(Document passage):
--- START ---

Under the right conditions, the Zika virus can live for as long as eight hours on hard, nonporous surfaces while remaining highly contagious. That’s according to research presented at the American Association of Pharmaceutical Scientists Annual Meeting and Exposition Nov. 13–17. The research also shows that commonly used disinfectants are effective in killing the virus.
Researchers looked at the effects of isopropyl alcohol, quaternary ammonium/alcohol, peracetic acid, and pH 4 or pH 10 solutions. They found that when the virus was in an environment without blood, these methods, except pH 4 or pH 10, were largely effective and could kill the virus in as little as 15 seconds. When blood is present, inactivating the virus may take longer.
The Department of Health & Human Services Office of the Assistant Secretary for Preparedness and Response has released a five-year plan to improve health care preparedness and response capabilities.
The guidance outlines necessary steps to help the country prepare for, respond to and recover from the adverse effects caused by emergencies and disasters. It covers four specific capabilities:
- Foundation for health care and medical readiness
- Health care and medical response coordination
- Continuity of health care service delivery
- Handling medical and crisis surges
Thirteen cases of Candida auris, a serious and sometimes fatal fungal infection that is emerging globally, have been identified in the United States, according to the Centers for Disease Control and Prevention (CDC). Seven of the cases occurred between May 2013 and August 2016. The other six cases were identified after the period covered by the report and are still under investigation.
The CDC recommends that health care professionals implement strict standard and contact precautions to control the spread of C. auris. Facilities should conduct thorough daily and post-discharge cleaning of rooms of C. auris patients with an EPA-registered disinfectant active against fungi.

--- END ---

(Data under study):
--- START ---

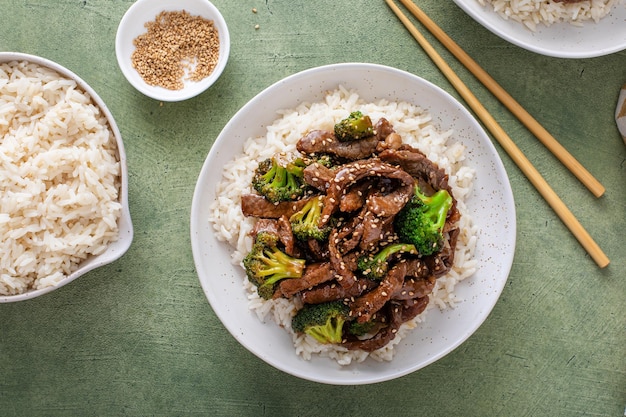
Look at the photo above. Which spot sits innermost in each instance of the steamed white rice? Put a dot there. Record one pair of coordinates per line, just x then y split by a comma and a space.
532, 13
414, 124
59, 178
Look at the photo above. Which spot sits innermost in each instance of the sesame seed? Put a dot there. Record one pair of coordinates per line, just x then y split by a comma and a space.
175, 48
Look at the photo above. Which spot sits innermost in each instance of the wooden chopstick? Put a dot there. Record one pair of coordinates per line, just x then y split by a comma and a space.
508, 145
509, 102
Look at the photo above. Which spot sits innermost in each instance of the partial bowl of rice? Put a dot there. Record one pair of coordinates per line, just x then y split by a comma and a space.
172, 50
584, 29
63, 179
422, 113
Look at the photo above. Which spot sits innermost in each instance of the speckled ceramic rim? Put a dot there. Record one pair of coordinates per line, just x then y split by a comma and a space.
117, 248
132, 25
443, 330
560, 40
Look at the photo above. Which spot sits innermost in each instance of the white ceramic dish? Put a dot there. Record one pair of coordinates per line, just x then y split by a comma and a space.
492, 205
132, 25
118, 248
561, 40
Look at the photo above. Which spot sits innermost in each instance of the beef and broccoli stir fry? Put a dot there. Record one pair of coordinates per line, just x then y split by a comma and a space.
358, 225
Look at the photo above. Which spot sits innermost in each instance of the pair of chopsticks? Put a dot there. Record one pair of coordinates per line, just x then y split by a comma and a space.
500, 135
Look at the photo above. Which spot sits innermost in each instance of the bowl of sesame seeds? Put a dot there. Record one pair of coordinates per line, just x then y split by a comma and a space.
172, 50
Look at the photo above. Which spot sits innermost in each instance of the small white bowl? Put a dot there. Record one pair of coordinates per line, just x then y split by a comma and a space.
116, 249
132, 25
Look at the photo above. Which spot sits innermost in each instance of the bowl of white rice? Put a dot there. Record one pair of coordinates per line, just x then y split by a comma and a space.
63, 179
584, 29
423, 114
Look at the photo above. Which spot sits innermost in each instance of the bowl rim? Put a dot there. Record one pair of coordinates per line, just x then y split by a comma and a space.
118, 248
497, 25
132, 25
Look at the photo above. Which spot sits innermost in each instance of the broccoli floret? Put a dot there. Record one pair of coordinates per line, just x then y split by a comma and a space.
305, 222
277, 182
421, 221
266, 264
322, 321
354, 127
376, 266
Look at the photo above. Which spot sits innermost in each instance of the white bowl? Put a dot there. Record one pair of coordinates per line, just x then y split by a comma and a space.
116, 249
132, 25
491, 205
560, 40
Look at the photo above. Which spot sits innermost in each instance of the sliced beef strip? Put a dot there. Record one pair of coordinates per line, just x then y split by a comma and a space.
281, 228
365, 306
415, 288
314, 274
389, 204
318, 176
418, 165
355, 197
332, 291
325, 142
375, 230
353, 172
256, 205
346, 276
393, 318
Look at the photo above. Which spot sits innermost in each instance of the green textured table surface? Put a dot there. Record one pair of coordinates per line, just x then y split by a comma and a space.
138, 337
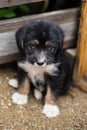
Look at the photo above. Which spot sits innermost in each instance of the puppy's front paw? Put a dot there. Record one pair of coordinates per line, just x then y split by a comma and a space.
13, 83
19, 98
51, 110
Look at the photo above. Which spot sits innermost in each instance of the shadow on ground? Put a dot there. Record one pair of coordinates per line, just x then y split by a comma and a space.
73, 109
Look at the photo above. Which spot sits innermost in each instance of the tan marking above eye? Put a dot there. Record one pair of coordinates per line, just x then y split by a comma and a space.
36, 42
46, 43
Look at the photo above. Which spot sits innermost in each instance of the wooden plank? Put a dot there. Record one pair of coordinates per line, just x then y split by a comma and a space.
63, 16
8, 47
81, 62
8, 3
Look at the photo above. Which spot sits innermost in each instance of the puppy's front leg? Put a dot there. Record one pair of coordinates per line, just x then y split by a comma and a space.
21, 96
50, 108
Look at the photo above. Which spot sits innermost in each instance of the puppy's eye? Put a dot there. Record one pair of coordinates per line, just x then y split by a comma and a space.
32, 46
51, 48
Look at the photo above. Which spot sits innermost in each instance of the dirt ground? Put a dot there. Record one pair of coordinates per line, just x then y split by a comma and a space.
73, 109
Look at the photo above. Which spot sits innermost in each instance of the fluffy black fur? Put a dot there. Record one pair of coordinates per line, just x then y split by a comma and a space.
45, 31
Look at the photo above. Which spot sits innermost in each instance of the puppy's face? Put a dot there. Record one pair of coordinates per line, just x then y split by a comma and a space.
40, 42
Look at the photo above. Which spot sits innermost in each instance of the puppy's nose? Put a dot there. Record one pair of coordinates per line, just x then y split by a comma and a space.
40, 62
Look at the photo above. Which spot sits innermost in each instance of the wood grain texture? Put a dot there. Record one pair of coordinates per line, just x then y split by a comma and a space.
8, 3
59, 17
8, 47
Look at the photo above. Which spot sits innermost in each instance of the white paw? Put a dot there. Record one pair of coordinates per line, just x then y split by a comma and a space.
51, 110
13, 83
38, 95
19, 98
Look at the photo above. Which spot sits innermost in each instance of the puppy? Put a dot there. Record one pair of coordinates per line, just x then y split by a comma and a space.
43, 64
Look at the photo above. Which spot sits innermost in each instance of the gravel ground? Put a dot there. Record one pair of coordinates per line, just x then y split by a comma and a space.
73, 109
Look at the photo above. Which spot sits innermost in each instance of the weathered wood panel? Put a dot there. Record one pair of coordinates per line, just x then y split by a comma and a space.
7, 3
80, 71
8, 48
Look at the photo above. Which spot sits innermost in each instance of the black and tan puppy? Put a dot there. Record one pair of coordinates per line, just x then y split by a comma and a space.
43, 64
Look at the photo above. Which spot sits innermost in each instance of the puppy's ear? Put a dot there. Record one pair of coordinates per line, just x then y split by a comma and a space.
20, 35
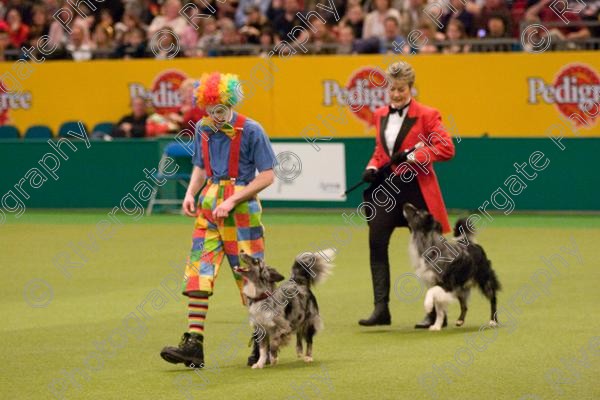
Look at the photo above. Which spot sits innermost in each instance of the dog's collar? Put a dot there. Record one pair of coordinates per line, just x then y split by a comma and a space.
263, 296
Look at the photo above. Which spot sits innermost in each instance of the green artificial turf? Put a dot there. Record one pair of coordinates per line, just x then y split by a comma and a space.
76, 344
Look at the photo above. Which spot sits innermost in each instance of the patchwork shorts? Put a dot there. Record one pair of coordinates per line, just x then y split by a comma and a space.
213, 239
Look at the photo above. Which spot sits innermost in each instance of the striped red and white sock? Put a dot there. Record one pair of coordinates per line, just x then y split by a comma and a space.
197, 308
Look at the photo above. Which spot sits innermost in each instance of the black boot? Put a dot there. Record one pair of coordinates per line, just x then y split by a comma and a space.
380, 274
189, 352
429, 320
255, 355
380, 316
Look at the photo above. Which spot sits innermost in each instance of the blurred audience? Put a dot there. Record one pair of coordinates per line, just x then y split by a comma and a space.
128, 28
374, 24
133, 125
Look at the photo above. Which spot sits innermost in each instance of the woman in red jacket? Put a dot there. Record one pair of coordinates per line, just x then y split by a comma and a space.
409, 178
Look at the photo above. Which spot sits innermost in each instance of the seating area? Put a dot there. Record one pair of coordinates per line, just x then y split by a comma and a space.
44, 132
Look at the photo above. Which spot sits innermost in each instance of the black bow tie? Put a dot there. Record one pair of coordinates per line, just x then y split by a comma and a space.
398, 110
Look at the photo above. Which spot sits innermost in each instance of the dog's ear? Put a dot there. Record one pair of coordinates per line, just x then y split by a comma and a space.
429, 221
274, 276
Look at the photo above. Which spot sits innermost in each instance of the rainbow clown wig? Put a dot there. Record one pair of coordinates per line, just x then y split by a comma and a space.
217, 88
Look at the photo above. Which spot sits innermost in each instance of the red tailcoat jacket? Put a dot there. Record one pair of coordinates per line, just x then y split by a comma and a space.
421, 124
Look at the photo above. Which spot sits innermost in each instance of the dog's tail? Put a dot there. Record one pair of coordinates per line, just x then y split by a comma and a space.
314, 267
461, 228
437, 296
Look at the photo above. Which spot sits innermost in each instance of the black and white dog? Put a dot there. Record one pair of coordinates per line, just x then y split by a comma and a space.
292, 307
449, 268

--- END ---

(Task description):
According to the health news passage, how long can the Zika virus survive on hard, nonporous surfaces while staying highly contagious?

(Exercise answer):
Up to eight hours, under the right conditions.